• WRITTEN EXERCISE: Pick out every line of the listing that contains the string "shirt", treating uppercase and lowercase letters as different, and copy each of those lines.

(Source data)
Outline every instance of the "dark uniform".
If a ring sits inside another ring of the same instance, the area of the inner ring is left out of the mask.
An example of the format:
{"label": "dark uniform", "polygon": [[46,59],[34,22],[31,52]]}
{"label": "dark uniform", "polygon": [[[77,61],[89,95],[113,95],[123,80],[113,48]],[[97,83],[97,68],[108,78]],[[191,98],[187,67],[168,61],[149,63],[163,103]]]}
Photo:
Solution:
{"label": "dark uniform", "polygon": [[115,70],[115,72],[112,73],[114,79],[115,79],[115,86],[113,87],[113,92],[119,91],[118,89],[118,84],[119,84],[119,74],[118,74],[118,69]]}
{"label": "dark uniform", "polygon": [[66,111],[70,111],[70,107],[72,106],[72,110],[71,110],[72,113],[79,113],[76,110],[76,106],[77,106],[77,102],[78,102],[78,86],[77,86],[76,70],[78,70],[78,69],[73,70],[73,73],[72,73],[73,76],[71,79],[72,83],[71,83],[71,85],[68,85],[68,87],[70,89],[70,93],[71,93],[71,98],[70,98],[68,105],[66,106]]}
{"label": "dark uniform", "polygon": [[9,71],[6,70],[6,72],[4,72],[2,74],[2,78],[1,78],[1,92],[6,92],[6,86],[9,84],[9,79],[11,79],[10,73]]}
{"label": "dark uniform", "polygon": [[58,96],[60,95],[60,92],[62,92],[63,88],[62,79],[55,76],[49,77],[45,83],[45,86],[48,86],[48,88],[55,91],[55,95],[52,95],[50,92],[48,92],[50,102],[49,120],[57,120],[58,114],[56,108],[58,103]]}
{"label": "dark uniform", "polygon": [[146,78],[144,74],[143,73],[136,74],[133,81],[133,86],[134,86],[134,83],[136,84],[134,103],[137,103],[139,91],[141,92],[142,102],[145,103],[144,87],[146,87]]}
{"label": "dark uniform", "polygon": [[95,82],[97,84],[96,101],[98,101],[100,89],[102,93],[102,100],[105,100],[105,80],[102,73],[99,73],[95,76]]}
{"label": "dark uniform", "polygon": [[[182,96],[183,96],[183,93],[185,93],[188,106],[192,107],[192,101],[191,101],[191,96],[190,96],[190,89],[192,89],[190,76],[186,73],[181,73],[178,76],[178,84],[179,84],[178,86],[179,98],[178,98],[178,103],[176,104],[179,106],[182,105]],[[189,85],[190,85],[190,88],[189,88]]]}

---

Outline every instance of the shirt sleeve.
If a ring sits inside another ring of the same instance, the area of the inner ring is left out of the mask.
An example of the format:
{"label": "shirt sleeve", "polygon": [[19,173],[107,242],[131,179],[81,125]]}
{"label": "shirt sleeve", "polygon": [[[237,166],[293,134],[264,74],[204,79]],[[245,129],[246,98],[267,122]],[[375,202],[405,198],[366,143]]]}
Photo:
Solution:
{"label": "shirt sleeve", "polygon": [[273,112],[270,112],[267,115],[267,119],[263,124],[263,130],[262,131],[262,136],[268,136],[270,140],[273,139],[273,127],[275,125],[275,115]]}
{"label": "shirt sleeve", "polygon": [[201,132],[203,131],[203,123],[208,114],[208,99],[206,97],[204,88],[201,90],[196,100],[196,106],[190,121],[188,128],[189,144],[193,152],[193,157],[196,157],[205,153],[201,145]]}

• WRITTEN REPLY:
Outline every instance of the shirt sleeve.
{"label": "shirt sleeve", "polygon": [[19,173],[107,242],[131,179],[81,125]]}
{"label": "shirt sleeve", "polygon": [[[237,166],[293,134],[264,74],[204,79]],[[245,129],[246,98],[267,122]],[[375,202],[405,198],[366,143]]]}
{"label": "shirt sleeve", "polygon": [[273,112],[270,112],[267,115],[267,119],[263,124],[263,130],[262,131],[262,136],[268,136],[270,140],[273,139],[273,127],[275,125],[275,115]]}
{"label": "shirt sleeve", "polygon": [[201,132],[203,131],[203,123],[208,114],[208,99],[206,97],[204,88],[201,90],[196,100],[196,106],[190,121],[188,128],[189,144],[193,152],[193,157],[196,157],[205,153],[201,145]]}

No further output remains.